TASK OBJECTIVE: Work through the records below and tally every line containing "white". Reply with the total alone.

Data records:
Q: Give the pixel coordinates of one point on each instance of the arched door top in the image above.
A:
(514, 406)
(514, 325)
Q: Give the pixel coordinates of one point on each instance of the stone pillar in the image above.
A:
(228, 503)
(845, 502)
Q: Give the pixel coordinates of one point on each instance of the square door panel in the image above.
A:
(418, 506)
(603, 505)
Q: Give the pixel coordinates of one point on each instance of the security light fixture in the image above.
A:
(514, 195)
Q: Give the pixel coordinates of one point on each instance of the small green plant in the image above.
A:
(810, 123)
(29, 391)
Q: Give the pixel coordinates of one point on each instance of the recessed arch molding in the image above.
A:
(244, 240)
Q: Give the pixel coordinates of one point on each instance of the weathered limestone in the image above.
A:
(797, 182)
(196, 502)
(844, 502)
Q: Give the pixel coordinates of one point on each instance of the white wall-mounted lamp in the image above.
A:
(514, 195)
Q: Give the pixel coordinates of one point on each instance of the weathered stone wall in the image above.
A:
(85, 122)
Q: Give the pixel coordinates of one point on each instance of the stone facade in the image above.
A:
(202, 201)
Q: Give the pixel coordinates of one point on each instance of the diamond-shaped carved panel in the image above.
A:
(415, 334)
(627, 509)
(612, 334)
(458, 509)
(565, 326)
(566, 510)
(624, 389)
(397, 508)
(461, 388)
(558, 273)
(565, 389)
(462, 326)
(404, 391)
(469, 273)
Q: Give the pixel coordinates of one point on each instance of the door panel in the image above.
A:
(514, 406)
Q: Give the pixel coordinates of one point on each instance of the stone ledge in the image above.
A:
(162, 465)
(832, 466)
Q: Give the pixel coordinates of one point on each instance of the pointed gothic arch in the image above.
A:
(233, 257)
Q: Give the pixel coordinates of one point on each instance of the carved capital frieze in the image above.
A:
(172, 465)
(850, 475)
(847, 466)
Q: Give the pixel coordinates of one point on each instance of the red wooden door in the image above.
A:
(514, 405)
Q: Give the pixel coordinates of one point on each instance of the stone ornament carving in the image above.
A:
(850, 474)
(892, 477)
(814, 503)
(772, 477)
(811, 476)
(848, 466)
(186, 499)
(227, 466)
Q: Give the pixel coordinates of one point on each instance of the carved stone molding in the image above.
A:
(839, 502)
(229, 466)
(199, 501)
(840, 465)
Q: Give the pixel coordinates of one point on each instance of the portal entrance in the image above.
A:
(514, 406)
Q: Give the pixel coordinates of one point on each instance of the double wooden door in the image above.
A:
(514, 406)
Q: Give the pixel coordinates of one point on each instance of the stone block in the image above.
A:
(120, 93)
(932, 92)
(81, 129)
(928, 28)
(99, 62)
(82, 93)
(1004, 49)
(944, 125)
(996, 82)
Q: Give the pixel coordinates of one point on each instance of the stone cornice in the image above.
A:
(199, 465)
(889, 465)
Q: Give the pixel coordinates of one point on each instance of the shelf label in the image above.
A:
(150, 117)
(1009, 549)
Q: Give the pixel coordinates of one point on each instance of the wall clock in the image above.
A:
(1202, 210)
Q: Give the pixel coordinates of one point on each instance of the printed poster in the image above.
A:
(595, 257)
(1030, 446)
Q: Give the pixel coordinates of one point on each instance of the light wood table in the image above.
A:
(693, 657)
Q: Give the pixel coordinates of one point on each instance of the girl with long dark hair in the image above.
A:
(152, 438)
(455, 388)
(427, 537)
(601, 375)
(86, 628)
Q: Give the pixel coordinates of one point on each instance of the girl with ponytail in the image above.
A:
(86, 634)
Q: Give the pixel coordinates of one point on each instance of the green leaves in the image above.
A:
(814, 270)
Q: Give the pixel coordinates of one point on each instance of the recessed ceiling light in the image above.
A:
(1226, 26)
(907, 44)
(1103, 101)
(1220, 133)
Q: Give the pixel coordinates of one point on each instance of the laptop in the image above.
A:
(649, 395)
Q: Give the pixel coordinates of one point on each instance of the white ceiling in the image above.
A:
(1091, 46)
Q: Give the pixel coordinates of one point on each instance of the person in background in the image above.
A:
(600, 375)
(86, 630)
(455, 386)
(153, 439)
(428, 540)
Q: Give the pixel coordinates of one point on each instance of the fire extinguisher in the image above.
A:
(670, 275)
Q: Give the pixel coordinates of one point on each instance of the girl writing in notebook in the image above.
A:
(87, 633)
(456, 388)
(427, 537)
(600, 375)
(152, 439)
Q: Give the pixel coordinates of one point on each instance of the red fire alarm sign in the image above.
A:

RESULT FOR THIS TASK: 2